AIM:
Count the lines in the entries below that contain the word "white", and give only that number.

-------------------------

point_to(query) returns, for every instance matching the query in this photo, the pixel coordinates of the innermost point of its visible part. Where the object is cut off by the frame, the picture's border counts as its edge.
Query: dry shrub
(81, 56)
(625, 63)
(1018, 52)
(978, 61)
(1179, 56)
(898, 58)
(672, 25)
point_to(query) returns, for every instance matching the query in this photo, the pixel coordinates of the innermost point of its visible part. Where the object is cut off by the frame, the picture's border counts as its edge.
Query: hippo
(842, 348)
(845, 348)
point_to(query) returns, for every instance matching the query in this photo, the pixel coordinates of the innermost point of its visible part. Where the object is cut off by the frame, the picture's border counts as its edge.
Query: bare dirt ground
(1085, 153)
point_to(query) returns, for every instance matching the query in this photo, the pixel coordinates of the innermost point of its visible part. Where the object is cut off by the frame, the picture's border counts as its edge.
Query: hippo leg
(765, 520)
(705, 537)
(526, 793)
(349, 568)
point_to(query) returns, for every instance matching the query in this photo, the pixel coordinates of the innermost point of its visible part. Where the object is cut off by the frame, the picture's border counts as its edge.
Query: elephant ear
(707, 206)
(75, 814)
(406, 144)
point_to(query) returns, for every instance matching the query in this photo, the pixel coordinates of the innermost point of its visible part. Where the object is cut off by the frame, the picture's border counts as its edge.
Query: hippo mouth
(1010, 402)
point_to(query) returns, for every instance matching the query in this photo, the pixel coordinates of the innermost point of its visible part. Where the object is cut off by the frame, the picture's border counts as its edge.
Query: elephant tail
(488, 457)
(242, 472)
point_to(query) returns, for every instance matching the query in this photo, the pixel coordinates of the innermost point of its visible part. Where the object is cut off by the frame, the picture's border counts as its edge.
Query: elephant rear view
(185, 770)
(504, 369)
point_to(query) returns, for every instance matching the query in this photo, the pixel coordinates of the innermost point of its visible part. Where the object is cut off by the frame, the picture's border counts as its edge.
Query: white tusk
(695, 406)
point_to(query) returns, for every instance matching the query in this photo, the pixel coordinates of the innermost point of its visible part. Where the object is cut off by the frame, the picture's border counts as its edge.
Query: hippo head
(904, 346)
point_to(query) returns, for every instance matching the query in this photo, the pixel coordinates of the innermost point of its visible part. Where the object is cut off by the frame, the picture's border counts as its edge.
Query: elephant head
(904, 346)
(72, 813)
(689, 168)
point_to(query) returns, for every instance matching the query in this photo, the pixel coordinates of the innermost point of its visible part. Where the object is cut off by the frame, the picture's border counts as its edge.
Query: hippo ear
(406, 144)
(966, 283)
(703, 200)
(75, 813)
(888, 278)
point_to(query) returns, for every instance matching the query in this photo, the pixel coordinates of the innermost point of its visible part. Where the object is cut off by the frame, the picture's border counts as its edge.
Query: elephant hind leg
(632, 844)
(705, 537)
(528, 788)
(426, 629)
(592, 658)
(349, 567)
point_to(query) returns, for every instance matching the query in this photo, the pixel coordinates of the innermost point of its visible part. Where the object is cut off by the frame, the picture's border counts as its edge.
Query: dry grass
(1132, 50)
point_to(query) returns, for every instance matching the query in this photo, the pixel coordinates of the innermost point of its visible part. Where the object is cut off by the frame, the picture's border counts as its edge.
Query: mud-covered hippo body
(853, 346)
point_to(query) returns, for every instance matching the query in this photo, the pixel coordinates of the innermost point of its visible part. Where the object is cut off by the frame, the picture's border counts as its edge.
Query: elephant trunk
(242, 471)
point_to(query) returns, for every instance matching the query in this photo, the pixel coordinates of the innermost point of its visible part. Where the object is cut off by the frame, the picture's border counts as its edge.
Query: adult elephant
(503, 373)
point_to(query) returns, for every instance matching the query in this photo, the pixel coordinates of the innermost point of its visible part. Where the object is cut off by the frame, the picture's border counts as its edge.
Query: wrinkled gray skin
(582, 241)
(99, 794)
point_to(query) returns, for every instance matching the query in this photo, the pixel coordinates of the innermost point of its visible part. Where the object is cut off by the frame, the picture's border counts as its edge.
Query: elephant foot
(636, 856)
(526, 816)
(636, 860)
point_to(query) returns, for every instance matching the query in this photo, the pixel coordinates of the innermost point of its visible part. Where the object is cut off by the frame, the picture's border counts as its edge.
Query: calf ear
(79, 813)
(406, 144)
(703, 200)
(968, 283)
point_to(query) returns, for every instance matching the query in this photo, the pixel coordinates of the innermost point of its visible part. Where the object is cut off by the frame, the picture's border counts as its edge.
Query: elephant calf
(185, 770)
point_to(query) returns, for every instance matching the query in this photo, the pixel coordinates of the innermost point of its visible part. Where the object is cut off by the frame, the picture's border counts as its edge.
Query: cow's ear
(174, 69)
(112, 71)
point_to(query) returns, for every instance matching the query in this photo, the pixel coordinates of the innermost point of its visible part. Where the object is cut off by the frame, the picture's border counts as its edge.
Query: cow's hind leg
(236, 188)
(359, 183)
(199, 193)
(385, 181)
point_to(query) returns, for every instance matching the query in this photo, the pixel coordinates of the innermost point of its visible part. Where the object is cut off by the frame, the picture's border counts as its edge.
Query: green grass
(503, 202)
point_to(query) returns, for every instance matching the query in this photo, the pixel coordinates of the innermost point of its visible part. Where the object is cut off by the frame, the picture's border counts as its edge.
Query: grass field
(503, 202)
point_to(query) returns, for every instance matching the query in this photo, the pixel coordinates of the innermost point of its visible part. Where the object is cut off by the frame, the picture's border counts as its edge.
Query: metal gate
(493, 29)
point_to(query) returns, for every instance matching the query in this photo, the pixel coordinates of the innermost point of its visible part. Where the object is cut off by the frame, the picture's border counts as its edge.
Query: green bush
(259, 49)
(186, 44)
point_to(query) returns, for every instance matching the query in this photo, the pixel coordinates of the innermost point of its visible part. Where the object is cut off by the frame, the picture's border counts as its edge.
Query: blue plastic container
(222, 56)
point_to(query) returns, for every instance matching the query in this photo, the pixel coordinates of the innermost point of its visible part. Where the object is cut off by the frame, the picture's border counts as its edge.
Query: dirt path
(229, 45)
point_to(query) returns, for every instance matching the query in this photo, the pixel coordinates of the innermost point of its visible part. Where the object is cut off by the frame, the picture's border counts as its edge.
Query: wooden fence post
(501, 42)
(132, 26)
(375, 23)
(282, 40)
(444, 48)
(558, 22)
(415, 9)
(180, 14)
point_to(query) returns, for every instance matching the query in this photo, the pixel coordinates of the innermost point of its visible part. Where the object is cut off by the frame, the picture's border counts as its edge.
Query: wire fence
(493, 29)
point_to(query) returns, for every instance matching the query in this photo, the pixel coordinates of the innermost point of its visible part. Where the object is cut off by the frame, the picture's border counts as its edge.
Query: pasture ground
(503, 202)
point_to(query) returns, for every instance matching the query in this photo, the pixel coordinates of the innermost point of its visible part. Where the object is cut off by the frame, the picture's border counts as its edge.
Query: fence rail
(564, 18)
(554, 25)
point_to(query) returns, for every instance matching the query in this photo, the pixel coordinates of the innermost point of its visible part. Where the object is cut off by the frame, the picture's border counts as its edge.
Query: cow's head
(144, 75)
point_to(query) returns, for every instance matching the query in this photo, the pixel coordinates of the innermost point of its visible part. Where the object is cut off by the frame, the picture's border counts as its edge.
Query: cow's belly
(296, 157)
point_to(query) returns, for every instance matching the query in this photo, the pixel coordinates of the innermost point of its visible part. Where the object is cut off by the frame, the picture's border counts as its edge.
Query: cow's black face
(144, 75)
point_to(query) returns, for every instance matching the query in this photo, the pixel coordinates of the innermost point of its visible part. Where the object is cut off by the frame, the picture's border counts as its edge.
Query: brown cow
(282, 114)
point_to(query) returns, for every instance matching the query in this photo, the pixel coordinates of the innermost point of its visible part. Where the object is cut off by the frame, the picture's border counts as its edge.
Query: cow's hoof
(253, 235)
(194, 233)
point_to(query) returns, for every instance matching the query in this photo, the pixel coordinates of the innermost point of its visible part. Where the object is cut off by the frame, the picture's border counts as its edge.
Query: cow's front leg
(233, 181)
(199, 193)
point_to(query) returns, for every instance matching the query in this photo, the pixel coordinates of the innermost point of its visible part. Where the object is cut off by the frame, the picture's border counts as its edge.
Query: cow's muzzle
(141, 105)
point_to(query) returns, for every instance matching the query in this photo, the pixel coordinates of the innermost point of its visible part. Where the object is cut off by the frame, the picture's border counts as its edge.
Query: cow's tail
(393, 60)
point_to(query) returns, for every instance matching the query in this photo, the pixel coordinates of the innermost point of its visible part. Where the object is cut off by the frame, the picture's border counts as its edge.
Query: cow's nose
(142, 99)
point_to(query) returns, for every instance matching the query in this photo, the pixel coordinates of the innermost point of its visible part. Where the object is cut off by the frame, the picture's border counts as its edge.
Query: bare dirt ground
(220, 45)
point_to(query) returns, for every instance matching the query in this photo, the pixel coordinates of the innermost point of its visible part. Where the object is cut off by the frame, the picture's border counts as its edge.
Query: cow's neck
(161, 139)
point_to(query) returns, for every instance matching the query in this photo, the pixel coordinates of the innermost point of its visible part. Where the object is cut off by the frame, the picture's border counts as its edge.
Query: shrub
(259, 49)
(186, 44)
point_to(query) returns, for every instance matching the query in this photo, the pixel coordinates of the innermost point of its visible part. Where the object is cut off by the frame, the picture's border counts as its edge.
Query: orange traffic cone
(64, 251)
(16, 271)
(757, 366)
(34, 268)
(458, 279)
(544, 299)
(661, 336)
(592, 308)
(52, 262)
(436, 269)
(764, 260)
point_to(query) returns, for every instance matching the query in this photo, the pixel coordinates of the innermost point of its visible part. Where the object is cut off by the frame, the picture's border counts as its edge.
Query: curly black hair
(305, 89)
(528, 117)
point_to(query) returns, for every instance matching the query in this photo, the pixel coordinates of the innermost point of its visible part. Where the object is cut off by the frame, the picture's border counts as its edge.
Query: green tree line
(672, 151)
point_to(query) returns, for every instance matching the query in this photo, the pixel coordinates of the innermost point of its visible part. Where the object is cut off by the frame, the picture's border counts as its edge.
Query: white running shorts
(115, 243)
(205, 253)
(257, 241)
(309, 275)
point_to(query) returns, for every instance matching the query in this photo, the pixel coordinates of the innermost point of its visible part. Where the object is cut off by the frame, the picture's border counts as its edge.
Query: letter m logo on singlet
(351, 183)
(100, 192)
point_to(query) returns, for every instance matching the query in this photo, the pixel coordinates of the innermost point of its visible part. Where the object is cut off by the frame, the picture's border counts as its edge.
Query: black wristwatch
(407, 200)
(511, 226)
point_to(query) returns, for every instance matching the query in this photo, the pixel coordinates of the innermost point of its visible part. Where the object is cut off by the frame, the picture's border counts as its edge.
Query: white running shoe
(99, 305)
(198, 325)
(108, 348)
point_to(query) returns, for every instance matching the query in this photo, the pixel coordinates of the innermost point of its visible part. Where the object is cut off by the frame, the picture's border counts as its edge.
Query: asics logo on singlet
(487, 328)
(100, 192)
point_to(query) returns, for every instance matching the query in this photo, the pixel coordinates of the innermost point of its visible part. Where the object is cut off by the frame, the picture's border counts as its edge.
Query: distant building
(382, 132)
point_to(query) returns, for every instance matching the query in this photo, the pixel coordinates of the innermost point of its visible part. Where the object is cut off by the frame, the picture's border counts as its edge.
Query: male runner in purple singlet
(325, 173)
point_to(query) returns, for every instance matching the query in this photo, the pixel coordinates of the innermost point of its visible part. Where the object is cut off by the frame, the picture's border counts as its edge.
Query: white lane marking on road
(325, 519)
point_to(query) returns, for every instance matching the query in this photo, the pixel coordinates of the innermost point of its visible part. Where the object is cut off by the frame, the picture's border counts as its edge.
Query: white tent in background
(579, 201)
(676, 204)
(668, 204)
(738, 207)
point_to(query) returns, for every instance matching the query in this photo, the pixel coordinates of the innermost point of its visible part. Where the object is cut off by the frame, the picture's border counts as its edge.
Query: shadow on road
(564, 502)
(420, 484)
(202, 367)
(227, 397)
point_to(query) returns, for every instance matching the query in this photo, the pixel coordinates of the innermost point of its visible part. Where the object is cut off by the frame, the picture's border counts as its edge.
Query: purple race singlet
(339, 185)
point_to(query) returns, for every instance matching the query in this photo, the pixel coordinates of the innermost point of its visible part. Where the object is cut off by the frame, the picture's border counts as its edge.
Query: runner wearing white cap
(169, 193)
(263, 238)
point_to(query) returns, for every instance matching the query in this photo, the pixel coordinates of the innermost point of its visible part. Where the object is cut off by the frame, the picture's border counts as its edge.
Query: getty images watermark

-------------------------

SOLUTION TO THIS PROBLEM:
6